─── TESTO DI PARTENZA ───

DiCo: il ministero tenta di chiarire – ma non ci riesce

Dopo le perplessità espresse da molti – compresi noi di Bioetica, in un post precedente – su alcune palesi assurdità contenute nel disegno di legge governativo sui DiCo, il Dipartimento per le Pari Opportunità della Presidenza del Consiglio tenta di chiarire alcuni dei punti più controversi, con una scheda di approfondimento («Cosa sono i DiCo»; il contenuto è praticamente identico a quello di una ‘intervista’ a Stefano Ceccanti, uno degli estensori materiali della legge, presente sullo stesso sito).

Il primo chiarimento riguarda, come ci si poteva aspettare, la famigerata raccomandata con ricevuta di ritorno:

Due persone, che si trovino nelle condizioni previste dalla legge, possono ottenere certificazione di questa realtà se si trovano in questa condizione di fatto, che possono dichiarare in due modi a loro scelta:
A) quella [sic] più semplice è di andare contestualmente all’ufficio di anagrafe facendo una dichiarazione;
B) in alternativa può andare uno solo e dimostrare di avere avvisato l’altro con raccomandata con ricevuta di ritorno. Nell’applicazione della legge si garantirà che sia l’altro convivente a ricevere materialmente tale comunicazione [corsivo mio].

─── RIGHE MEMORIZZATE ───

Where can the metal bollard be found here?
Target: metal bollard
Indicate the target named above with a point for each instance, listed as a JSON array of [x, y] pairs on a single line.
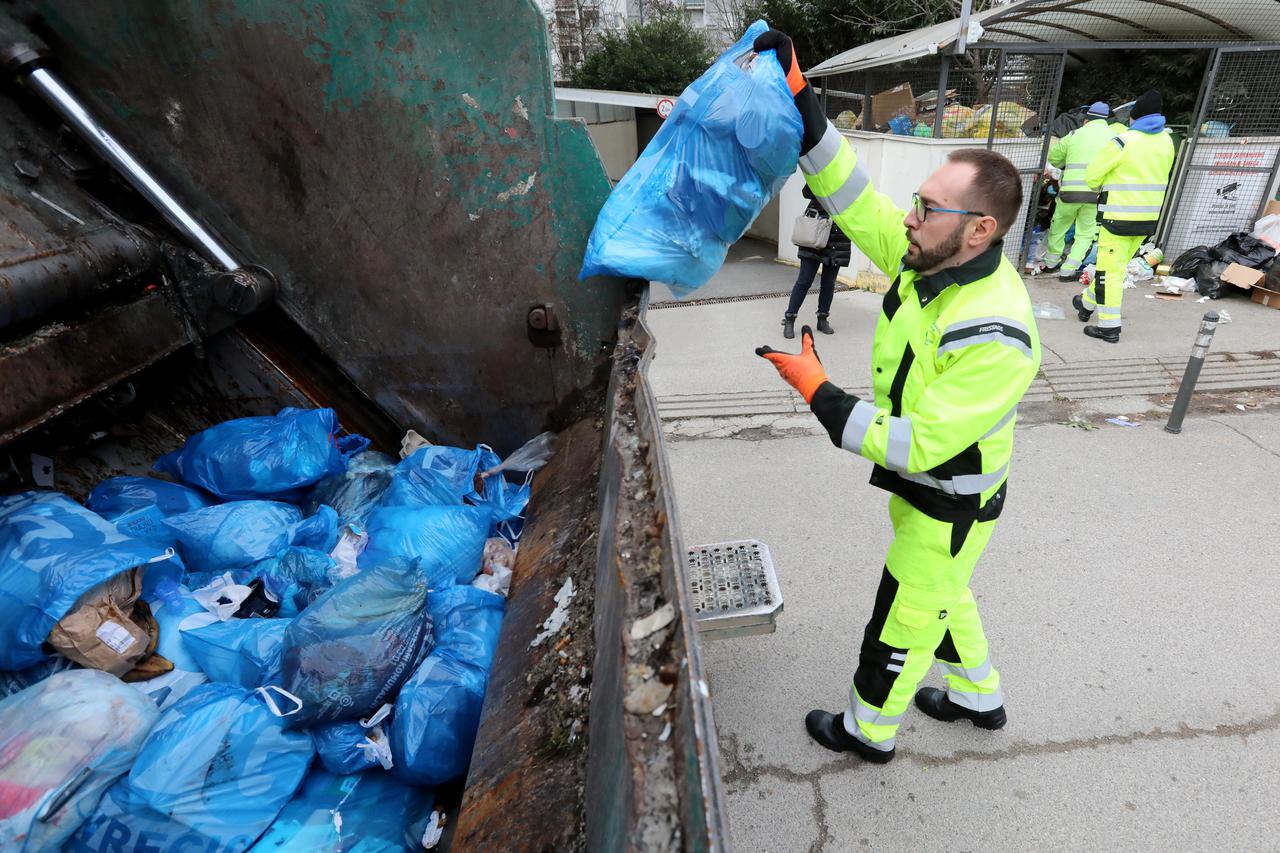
[[1193, 365]]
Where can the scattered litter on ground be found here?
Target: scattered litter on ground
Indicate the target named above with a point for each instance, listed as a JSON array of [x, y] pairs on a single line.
[[1078, 423]]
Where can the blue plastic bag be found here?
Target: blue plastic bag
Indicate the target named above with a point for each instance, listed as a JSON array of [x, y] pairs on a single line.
[[447, 539], [348, 652], [245, 652], [439, 475], [174, 610], [356, 492], [214, 772], [438, 711], [264, 457], [353, 746], [62, 743], [726, 149], [51, 552], [237, 534], [138, 505], [362, 813]]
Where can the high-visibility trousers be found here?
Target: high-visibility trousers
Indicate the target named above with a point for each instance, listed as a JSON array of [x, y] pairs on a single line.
[[1106, 290], [1086, 220], [924, 611]]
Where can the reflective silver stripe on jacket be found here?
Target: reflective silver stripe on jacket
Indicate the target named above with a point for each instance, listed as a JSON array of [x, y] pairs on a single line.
[[1129, 208], [995, 333], [1134, 187], [961, 484], [848, 192], [897, 452], [855, 428], [822, 154]]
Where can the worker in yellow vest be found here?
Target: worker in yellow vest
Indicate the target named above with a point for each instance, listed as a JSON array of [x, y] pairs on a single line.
[[1077, 204], [1132, 174]]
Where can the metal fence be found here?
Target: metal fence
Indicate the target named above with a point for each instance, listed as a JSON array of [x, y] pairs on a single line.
[[1228, 165]]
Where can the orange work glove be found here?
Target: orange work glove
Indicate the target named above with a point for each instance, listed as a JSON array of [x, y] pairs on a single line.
[[803, 372]]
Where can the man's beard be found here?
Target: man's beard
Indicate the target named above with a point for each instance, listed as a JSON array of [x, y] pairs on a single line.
[[937, 256]]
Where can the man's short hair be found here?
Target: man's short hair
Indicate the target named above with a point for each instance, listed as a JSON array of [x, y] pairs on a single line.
[[996, 190]]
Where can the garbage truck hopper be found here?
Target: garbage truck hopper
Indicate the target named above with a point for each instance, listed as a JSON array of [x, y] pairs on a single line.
[[219, 209]]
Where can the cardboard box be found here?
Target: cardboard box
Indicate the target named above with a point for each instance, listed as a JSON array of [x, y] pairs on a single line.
[[1262, 296], [1243, 277], [890, 103]]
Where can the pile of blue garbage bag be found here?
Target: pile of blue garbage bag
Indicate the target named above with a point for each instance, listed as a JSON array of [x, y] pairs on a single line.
[[319, 653]]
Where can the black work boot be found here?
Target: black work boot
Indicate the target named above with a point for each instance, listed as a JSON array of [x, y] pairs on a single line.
[[1080, 311], [1110, 336], [828, 729], [936, 703]]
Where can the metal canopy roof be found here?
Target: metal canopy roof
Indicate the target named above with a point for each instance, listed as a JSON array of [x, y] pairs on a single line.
[[1078, 24]]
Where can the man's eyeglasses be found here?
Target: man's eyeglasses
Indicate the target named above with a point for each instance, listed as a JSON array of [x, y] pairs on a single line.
[[923, 210]]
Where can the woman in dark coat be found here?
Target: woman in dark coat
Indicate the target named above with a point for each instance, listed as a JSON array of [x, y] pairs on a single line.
[[831, 256]]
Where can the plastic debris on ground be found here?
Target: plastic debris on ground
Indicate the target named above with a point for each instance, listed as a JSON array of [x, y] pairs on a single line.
[[213, 774], [51, 552], [369, 812], [438, 711], [62, 743], [350, 651], [727, 147], [279, 456]]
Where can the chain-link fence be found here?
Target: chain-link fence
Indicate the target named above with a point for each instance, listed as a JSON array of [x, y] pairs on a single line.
[[1228, 165], [1025, 103]]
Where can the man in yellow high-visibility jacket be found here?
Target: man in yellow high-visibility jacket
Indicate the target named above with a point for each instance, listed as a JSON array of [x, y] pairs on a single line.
[[955, 349], [1132, 174], [1077, 204]]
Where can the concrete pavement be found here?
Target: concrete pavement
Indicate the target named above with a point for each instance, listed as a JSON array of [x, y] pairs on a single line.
[[1129, 597]]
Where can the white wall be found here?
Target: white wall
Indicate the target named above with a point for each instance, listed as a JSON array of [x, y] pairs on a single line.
[[897, 167]]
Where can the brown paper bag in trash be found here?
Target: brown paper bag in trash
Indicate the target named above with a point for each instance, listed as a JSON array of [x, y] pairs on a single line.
[[99, 632]]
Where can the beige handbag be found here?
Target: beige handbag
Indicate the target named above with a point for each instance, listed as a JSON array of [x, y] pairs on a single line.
[[810, 231]]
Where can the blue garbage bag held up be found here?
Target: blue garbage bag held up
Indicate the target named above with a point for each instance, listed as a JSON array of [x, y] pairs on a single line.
[[237, 534], [214, 772], [447, 539], [350, 651], [438, 711], [726, 149], [62, 743], [138, 505], [240, 651], [356, 492], [361, 813], [51, 552], [277, 457]]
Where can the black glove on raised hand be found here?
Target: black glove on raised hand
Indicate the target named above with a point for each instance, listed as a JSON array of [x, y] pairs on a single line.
[[807, 100]]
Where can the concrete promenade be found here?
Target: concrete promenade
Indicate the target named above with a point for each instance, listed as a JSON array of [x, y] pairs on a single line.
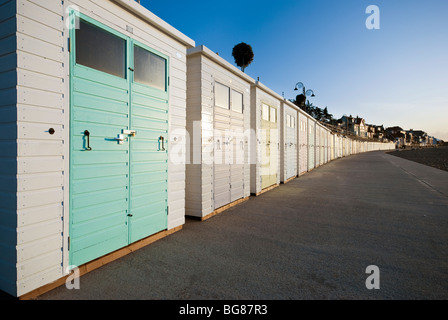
[[311, 238]]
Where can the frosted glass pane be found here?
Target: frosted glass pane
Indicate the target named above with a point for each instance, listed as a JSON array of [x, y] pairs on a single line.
[[265, 112], [222, 96], [149, 68], [237, 101], [100, 50], [273, 116]]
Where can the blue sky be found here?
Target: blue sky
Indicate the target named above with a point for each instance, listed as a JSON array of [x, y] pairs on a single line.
[[397, 75]]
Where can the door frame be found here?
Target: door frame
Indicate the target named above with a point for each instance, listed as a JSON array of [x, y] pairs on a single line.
[[129, 61]]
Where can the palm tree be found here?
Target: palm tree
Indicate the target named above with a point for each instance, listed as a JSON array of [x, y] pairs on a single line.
[[327, 117], [243, 55]]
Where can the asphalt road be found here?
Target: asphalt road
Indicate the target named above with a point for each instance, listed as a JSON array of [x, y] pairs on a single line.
[[312, 238]]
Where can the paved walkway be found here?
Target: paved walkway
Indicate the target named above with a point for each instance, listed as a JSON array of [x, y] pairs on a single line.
[[309, 239]]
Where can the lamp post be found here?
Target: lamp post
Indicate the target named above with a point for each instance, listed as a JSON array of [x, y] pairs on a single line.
[[305, 93]]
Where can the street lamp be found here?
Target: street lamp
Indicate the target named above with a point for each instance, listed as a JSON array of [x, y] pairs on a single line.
[[301, 98], [308, 93]]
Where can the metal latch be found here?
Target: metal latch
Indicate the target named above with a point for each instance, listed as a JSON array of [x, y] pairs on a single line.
[[119, 138], [130, 132]]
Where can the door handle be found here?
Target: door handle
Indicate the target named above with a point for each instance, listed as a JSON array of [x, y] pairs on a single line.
[[87, 134], [162, 139], [119, 138]]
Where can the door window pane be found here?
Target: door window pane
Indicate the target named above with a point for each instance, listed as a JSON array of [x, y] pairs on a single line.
[[222, 96], [149, 68], [237, 101], [100, 50]]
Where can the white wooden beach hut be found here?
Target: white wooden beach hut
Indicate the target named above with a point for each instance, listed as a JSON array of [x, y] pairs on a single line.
[[303, 142], [218, 122], [265, 141], [93, 103], [311, 144]]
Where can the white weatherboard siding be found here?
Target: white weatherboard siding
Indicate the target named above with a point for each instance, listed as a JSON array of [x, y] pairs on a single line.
[[43, 103], [8, 154], [212, 183]]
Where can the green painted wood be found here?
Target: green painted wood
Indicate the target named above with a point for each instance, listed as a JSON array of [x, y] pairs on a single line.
[[118, 192]]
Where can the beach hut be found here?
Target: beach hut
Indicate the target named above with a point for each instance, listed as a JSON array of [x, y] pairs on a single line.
[[218, 122], [92, 103], [265, 140], [288, 141]]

───

* _DA SVOLGERE_
A - Rispondi a queste domande sul testo sui DiCo:
(i) Quale dipartimento della Presidenza del Consiglio cerca di chiarire i punti più controversi?
(ii) Che ruolo attribuisce il testo a Stefano Ceccanti?
(iii) Qual è il modo più semplice per dichiarare la propria condizione?
B - Prosegui il testo sui DiCo a partire dall'ultima frase riportata.

* _SOLUZIONI_
A -
(i) Il Dipartimento per le Pari Opportunità.
(ii) È uno degli estensori materiali della legge.
(iii) Andare contestualmente all'ufficio di anagrafe e fare una dichiarazione.

B -
La spiegazione non spiega un granché, come si vede, e non ci rimane che fantasticare su come si otterrà la garanzia che la raccomandata cada nelle mani giuste. Escludendo che il postino si accampi sotto casa nostra in attesa che il nostro convivente torni a casa dopo una settimana di vacanze, possiamo supporre che la raccomandata DiCo dovrà portare stampigliata in bella evidenza l’oggetto del suo contenuto (pazienza per la privacy...), e che potrà essere consegnata solo dietro esibizione di un documento personale, di cui il postino annoterà scrupolosamente gli estremi; il destinatario non reperibile si dovrà recare presso l’ufficio postale, senza possibilità di deleghe. Tutto, pur di non sancire l’obbligo della dichiarazione contestuale e dell’assenso di entrambi i conviventi.
Non sfugge la preghiera implicita contenuta al punto A): lo sappiamo bene – sembrano dire i tecnici ministeriali – che le complicazioni della raccomandata sono inverosimili e pazzesche; l’unico modo sensato per dichiarare i DiCo è di venire a farlo tutti e due all’Anagrafe. Ma non possiamo dirlo apertamente: sù, fate i bravi, non metteteci in difficoltà con i teodem – ci rimettereste anche voi, se quelli bocciano la legge – lasciate perdere le Poste e venite all’Anagrafe, che così si fa prima e con meno fatica...

Il disegno di legge solleva un’altra, ancor più grave perplessità: da molti indizi sembra che esso non preveda la possibilità per due conviventi di sottrarsi ai suoi effetti giuridici, che lo vogliano oppure no. Qui la risposta del Ministero è più indiretta, e conviene analizzarla a fondo.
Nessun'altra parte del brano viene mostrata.